▶ _Your tasks_
(a) List every tokenizer-and-dictionary pairing that has a row in the table of the Japanese tokenizer benchmark text.
(b) Pick up the Japanese tokenizer benchmark text after its final sentence and write what comes next.

The following is statistic from tokenizing Japanese sentences from [Tatoeba](https://tatoeba.org/eng/)
(193,898 sentences entries, 3,561,854 total characters) on Macbook Pro 2020 (2.4 GHz 8-Core Intel Core i9).
| | Token Count | Time (ns per document) | Time (ns per token) |
|---|---:|---:|---:|
|Kuromoji (IPADIC) | 2,264,560 | 10,095 | 864 |
|**Kotori (IPADIC)** | 2,264,705 | **8,190**| **701** |
|Sudachi (sudachi-dictionary-20200330-small) | 2,308,873 | 27,352 | 2296 |
|Kotori (sudachi-dictionary-20200330-small) | 2,157,820 | 13,079 | 1175 |
#### (Speculative) What makes Kotori fast
* **Minimal String.substring() usage**. [After JDK 7](https://www.programcreek.com/2013/09/the-substring-method-in-jdk-6-and-jdk-7/),
the function makes string copy and has O(n) overhead. Some tokenizers that design before the change (e.g. Kuromoji) still have a lot of substrings.

▶ _Collected material_
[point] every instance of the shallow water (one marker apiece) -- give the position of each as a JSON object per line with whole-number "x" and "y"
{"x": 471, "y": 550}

▶ _Answer set_
(a)
Kuromoji (IPADIC)
Kotori (IPADIC)
Sudachi (sudachi-dictionary-20200330-small)
Kotori (sudachi-dictionary-20200330-small)

(b)
* **A customized Trie data structure**.
`TransitionArrayTrie` can be quickly built just-in-time when creating a tokenizer,
but it has pretty good performance on Japanese in UTF-16.
#### (Speculative) What makes Kotori slow
* **Kotori doesn't rely on any pre-built data structure** (e.g. `DoubleArrayTrie`).
It reads a dictionary as list-of-terms format and builds Trie just-in-time.
This is a design decision to make Kotori open to multiple dictionary formats in exchange for some bootup time.
* Kotlin (written by the inexperience library author) is slower than Java,
mostly, because Kotlin's `Array` has some overhead comparing to Java's native `T[]`.
#### Benchmark
Benchmark can be run as a gradle task.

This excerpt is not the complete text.